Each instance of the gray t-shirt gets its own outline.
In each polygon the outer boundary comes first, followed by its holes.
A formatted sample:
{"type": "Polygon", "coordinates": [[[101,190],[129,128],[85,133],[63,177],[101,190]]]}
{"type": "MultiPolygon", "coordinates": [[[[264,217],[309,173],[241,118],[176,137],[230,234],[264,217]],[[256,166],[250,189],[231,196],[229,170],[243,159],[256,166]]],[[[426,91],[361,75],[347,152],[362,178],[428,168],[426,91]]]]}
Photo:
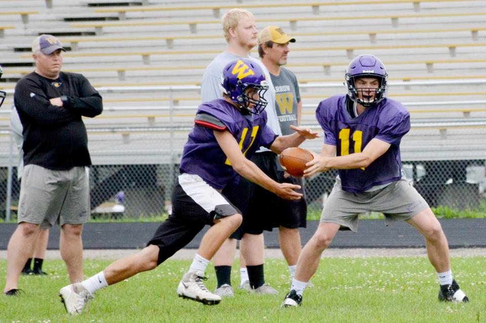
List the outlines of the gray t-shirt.
{"type": "Polygon", "coordinates": [[[12,129],[12,136],[14,136],[17,149],[19,151],[19,166],[17,169],[17,178],[20,180],[24,170],[24,151],[22,149],[24,137],[22,134],[23,127],[20,122],[20,118],[19,117],[17,109],[13,104],[12,105],[12,111],[10,112],[10,129],[12,129]]]}
{"type": "Polygon", "coordinates": [[[295,131],[290,129],[290,125],[297,126],[297,104],[300,102],[297,78],[283,67],[279,75],[270,74],[270,76],[275,88],[275,110],[282,134],[291,135],[295,131]]]}

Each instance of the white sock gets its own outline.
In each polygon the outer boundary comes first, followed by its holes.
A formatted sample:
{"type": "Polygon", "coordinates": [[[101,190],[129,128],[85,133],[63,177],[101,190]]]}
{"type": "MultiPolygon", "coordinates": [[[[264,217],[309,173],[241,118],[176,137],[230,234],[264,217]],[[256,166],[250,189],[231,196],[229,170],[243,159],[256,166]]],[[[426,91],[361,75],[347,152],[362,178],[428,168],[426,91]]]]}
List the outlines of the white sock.
{"type": "Polygon", "coordinates": [[[249,280],[248,278],[248,271],[247,271],[246,267],[239,268],[239,274],[241,278],[239,283],[239,286],[241,286],[243,285],[244,282],[249,280]]]}
{"type": "Polygon", "coordinates": [[[450,285],[452,284],[452,270],[438,272],[437,276],[439,277],[439,284],[441,285],[450,285]]]}
{"type": "Polygon", "coordinates": [[[189,268],[189,272],[204,272],[206,270],[206,267],[209,263],[209,260],[205,259],[197,254],[194,257],[194,260],[192,260],[192,263],[189,268]]]}
{"type": "Polygon", "coordinates": [[[302,296],[307,284],[307,281],[299,281],[294,278],[292,279],[292,285],[290,289],[295,290],[298,295],[302,296]]]}
{"type": "Polygon", "coordinates": [[[108,286],[108,282],[106,282],[105,274],[103,271],[82,281],[81,284],[91,294],[94,294],[97,291],[108,286]]]}
{"type": "Polygon", "coordinates": [[[295,270],[297,269],[297,265],[292,265],[292,266],[289,266],[289,272],[290,273],[290,276],[292,277],[292,279],[294,279],[294,276],[295,276],[295,270]]]}

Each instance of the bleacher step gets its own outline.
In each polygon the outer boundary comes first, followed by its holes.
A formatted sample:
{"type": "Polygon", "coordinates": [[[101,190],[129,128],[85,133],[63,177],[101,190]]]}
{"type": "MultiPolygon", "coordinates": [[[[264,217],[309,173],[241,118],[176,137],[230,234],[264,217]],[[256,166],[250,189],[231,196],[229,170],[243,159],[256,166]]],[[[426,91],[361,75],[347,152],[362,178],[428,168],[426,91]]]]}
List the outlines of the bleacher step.
{"type": "Polygon", "coordinates": [[[138,1],[88,3],[87,4],[88,7],[132,7],[143,5],[141,2],[138,1]]]}
{"type": "Polygon", "coordinates": [[[66,17],[64,21],[107,21],[108,20],[119,20],[117,17],[66,17]]]}

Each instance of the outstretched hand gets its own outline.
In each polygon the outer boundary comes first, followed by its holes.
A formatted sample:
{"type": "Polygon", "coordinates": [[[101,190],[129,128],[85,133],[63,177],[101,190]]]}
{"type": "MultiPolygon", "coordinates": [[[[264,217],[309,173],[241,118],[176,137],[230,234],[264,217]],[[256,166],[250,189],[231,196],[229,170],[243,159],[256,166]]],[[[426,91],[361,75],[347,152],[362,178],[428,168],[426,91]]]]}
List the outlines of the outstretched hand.
{"type": "Polygon", "coordinates": [[[310,128],[301,128],[291,125],[290,129],[298,133],[299,135],[306,139],[313,139],[319,138],[319,134],[317,132],[311,130],[310,128]]]}
{"type": "Polygon", "coordinates": [[[290,183],[281,183],[278,184],[278,187],[274,192],[282,198],[295,201],[300,199],[302,197],[302,194],[294,190],[300,188],[300,185],[290,183]]]}
{"type": "Polygon", "coordinates": [[[305,164],[307,168],[304,171],[304,177],[310,177],[318,173],[327,172],[329,170],[330,168],[327,167],[329,157],[319,155],[311,150],[310,152],[314,156],[314,159],[305,164]]]}

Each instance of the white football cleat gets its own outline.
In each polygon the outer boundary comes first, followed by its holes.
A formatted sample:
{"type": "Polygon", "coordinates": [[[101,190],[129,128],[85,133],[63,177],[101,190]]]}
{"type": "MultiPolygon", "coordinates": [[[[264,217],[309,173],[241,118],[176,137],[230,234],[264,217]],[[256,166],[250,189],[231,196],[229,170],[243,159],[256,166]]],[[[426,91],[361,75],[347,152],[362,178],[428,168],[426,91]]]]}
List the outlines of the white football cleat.
{"type": "Polygon", "coordinates": [[[64,286],[59,291],[59,297],[71,315],[80,314],[88,301],[94,297],[80,282],[64,286]]]}
{"type": "Polygon", "coordinates": [[[233,297],[234,293],[233,292],[233,288],[231,285],[225,284],[221,285],[214,290],[214,293],[221,297],[233,297]]]}
{"type": "Polygon", "coordinates": [[[210,292],[202,282],[208,278],[202,272],[187,272],[182,277],[177,287],[177,294],[183,298],[200,302],[207,305],[215,305],[221,298],[210,292]]]}

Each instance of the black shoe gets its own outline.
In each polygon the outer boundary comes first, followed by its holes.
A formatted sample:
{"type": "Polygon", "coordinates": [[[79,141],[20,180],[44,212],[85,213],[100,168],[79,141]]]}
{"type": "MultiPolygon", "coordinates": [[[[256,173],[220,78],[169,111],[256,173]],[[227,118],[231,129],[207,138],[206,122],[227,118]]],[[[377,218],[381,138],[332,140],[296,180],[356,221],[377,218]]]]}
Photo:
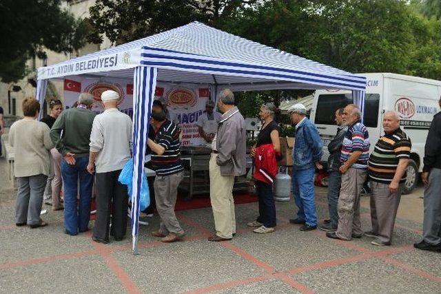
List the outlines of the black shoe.
{"type": "Polygon", "coordinates": [[[108,240],[101,240],[93,236],[92,237],[92,240],[93,240],[95,242],[97,242],[98,243],[103,243],[103,244],[107,244],[110,242],[108,240]]]}
{"type": "Polygon", "coordinates": [[[441,244],[433,245],[430,243],[427,243],[424,240],[420,243],[415,243],[413,247],[417,249],[427,250],[428,251],[441,252],[441,244]]]}
{"type": "Polygon", "coordinates": [[[331,239],[338,239],[340,240],[338,236],[336,234],[336,232],[328,232],[326,233],[326,236],[327,238],[330,238],[331,239]]]}
{"type": "Polygon", "coordinates": [[[337,228],[333,228],[329,224],[323,224],[322,226],[320,226],[319,229],[327,232],[335,232],[337,231],[337,228]]]}
{"type": "Polygon", "coordinates": [[[316,229],[317,229],[317,226],[310,226],[306,224],[300,227],[300,231],[312,231],[312,230],[315,230],[316,229]]]}
{"type": "Polygon", "coordinates": [[[68,230],[66,229],[64,229],[64,233],[65,234],[68,234],[68,235],[78,235],[78,233],[70,233],[69,231],[68,231],[68,230]]]}
{"type": "Polygon", "coordinates": [[[289,223],[290,224],[305,224],[305,220],[299,220],[298,218],[291,218],[291,220],[289,220],[289,223]]]}

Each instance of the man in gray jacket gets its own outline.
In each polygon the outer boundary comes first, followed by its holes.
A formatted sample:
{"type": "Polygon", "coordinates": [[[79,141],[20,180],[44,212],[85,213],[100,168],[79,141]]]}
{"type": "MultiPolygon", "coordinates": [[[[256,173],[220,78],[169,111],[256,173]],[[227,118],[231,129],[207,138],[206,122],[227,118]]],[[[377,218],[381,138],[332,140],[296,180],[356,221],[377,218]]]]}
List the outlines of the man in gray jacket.
{"type": "Polygon", "coordinates": [[[246,131],[243,116],[234,106],[233,92],[220,92],[218,107],[223,114],[212,143],[209,198],[216,234],[209,241],[232,240],[236,233],[233,185],[234,177],[245,174],[246,131]]]}
{"type": "Polygon", "coordinates": [[[325,220],[325,224],[320,227],[322,231],[336,231],[338,225],[338,213],[337,212],[337,203],[340,187],[342,184],[342,174],[340,173],[340,154],[345,135],[347,132],[347,125],[345,125],[342,118],[343,109],[340,108],[336,111],[336,123],[337,124],[337,134],[328,145],[329,157],[328,158],[328,209],[329,219],[325,220]]]}

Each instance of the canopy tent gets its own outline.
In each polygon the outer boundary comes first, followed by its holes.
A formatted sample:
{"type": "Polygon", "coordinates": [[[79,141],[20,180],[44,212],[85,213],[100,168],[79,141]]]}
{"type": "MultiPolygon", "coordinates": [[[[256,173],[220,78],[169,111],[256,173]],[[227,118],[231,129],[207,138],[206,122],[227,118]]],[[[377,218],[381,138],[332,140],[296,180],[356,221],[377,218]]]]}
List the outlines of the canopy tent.
{"type": "Polygon", "coordinates": [[[37,98],[42,103],[47,81],[67,76],[134,79],[132,234],[137,252],[139,193],[152,103],[156,82],[212,85],[215,97],[233,91],[276,89],[352,90],[364,106],[366,78],[192,22],[126,44],[38,70],[37,98]]]}

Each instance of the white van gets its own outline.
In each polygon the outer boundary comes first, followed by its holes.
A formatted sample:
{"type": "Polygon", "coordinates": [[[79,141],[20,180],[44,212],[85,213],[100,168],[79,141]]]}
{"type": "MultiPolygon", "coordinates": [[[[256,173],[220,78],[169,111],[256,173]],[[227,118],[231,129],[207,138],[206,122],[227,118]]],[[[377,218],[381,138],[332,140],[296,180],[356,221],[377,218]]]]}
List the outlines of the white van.
{"type": "MultiPolygon", "coordinates": [[[[387,110],[396,110],[401,118],[401,127],[412,141],[407,180],[404,193],[409,193],[418,184],[422,171],[424,145],[433,115],[440,111],[441,81],[390,73],[360,74],[367,78],[364,123],[369,133],[372,152],[380,135],[384,134],[382,116],[387,110]]],[[[336,109],[353,103],[350,91],[318,90],[311,111],[323,140],[324,156],[327,146],[337,132],[334,120],[336,109]]]]}

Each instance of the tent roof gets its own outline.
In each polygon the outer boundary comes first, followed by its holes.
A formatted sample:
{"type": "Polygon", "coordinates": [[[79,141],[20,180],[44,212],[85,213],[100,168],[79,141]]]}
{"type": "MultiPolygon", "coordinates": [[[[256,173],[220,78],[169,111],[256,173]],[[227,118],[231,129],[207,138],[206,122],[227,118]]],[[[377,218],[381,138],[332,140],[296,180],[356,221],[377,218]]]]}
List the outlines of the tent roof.
{"type": "MultiPolygon", "coordinates": [[[[112,63],[110,61],[107,65],[112,63]]],[[[366,81],[364,77],[197,21],[41,67],[38,78],[84,74],[132,78],[133,68],[140,65],[157,67],[158,81],[216,83],[236,90],[256,87],[365,90],[366,81]],[[117,60],[117,66],[105,67],[101,61],[112,56],[117,60]],[[91,68],[99,61],[101,66],[91,68]],[[220,67],[223,70],[219,70],[220,67]]]]}

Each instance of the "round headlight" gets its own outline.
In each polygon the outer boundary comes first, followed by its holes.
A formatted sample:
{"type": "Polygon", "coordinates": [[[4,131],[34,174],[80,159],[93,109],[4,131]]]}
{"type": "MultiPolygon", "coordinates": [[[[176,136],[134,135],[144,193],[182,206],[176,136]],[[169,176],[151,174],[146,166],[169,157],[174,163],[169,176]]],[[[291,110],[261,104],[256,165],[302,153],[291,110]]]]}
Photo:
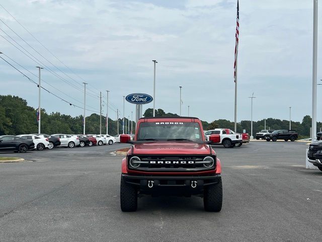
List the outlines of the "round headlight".
{"type": "Polygon", "coordinates": [[[138,161],[140,161],[141,160],[137,156],[133,156],[130,159],[130,165],[133,168],[137,168],[140,166],[140,163],[137,163],[138,161]]]}
{"type": "Polygon", "coordinates": [[[207,156],[206,157],[205,157],[203,159],[203,161],[207,162],[203,163],[203,166],[206,168],[210,168],[213,166],[215,163],[215,160],[214,160],[213,158],[211,156],[207,156]]]}

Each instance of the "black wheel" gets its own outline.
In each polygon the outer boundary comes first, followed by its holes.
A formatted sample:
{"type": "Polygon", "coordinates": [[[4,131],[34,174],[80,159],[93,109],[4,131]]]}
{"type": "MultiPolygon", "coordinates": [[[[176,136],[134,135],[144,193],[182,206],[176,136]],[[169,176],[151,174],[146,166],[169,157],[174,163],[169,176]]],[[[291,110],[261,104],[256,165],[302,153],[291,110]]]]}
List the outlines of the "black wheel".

----------

## Stated problem
Select every line of the rows above that contains the word "hand".

## Solution for this exercise
Each instance of the outstretched hand gets its own outline.
List the outlines of the outstretched hand.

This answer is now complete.